— Text passage —
Patent expirations are slowing and other tools are needed to manage costs

An analysis by the Milliman actuarial and consulting firm found that a move toward generic dispensing has sharply slowed national drug spending, to less than a 4% increase in 2009. For the three largest pharmacy benefit managers-Medco, CVS Caremark, and Express Scripts-the generic dispensing rate from 2006 to 2008 rose from about 55% to 65%.

The analysis, by actuary Troy Filipek in Milwaukee, predicts the trend will weaken after 2011 because fewer major brand-name drugs will go off-patent, reducing the potential for savings from generic substitution.

"Prescription drug [cost] trends have been very low compared with the last 15 years," Filipek tells MANAGED HEALTHCARE EXECUTIVE. "But you're going to hit a saturation point where you can't mitigate cost growth. There won't be that many broad-use branded drugs left on patent."

— Given information —
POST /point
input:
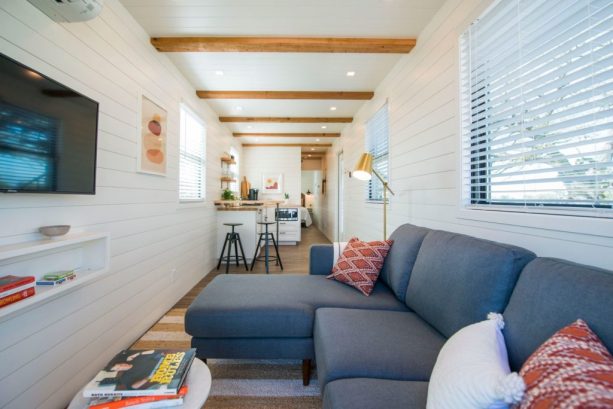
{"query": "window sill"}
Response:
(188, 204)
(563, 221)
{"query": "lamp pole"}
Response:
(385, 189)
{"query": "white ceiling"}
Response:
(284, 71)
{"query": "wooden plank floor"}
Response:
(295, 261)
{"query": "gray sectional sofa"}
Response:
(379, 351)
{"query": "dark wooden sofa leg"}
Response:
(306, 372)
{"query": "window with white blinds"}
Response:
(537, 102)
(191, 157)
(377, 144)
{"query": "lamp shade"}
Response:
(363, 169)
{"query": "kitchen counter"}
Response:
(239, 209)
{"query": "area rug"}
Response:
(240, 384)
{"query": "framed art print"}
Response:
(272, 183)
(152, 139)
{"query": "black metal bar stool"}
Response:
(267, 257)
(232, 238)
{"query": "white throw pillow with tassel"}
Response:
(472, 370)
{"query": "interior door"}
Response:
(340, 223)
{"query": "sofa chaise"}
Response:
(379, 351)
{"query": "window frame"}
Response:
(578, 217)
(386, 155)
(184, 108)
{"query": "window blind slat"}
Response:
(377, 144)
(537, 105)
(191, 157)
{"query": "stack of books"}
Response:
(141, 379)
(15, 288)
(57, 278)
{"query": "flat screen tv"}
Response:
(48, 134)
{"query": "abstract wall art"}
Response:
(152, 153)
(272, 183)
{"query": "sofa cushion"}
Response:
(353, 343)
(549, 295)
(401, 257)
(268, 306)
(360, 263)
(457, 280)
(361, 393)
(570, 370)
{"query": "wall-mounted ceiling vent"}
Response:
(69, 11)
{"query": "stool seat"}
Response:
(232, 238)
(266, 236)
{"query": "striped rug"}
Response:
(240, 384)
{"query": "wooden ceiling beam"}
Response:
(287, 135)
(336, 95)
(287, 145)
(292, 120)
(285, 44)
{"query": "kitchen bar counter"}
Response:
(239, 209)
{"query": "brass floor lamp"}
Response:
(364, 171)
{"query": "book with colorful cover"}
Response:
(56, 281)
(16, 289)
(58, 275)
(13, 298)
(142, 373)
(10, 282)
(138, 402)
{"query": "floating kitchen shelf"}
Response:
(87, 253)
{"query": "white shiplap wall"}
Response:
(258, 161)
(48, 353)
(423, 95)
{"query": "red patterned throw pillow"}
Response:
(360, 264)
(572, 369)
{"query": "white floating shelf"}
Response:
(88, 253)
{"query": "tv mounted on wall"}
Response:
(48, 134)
...
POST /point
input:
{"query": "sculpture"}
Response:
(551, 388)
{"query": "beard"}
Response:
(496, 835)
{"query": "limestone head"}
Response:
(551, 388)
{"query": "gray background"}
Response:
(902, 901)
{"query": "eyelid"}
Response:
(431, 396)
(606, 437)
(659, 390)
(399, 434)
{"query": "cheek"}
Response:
==
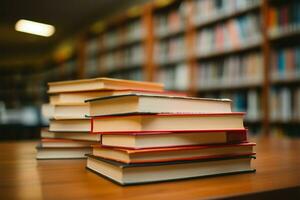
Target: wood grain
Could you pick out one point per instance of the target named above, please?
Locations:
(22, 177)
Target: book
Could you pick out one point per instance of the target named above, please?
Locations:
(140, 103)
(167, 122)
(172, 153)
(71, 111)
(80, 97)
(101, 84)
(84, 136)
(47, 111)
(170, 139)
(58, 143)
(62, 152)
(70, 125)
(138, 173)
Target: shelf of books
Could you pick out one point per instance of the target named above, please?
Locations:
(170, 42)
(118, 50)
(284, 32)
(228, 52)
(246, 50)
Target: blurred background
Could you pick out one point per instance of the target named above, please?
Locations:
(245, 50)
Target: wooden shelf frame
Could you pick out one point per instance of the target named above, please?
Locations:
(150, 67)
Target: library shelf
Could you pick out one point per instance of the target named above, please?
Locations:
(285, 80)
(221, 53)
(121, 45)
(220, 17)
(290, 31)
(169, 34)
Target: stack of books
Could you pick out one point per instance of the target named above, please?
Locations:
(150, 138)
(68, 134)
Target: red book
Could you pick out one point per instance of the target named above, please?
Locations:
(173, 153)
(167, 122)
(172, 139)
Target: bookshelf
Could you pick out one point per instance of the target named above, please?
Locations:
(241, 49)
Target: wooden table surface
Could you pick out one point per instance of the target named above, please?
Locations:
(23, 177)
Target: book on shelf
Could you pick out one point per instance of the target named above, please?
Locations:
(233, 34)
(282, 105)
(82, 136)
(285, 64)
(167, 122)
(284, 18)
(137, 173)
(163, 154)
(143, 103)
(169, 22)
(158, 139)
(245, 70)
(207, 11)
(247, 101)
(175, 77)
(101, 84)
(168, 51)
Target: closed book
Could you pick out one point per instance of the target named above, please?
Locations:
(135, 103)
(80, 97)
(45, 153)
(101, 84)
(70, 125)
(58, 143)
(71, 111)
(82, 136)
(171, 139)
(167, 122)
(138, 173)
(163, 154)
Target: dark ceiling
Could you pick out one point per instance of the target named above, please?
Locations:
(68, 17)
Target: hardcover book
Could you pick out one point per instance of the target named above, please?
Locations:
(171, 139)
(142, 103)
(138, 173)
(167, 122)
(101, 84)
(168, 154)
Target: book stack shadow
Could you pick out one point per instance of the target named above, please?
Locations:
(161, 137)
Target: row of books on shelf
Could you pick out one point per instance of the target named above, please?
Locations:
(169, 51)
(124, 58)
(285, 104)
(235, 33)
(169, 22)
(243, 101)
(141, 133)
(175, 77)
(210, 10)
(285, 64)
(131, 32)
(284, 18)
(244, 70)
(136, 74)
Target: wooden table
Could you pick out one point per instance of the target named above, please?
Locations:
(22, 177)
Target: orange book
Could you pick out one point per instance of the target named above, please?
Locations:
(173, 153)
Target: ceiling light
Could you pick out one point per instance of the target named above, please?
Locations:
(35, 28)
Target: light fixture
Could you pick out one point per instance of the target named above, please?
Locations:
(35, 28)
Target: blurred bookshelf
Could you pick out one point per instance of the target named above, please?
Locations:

— What you are asked to do —
Answer these from the text on patent expirations:
(a) From 2006 to 2008, the generic dispensing rate for the three largest pharmacy benefit managers rose from about what percentage to what percentage?
(b) After which year does the analysis predict the trend will weaken?
(c) According to Filipek, what kind of drugs won't be left on patent in large numbers?

— Expected answer —
(a) From about 55% to 65%.
(b) 2011.
(c) Broad-use branded drugs.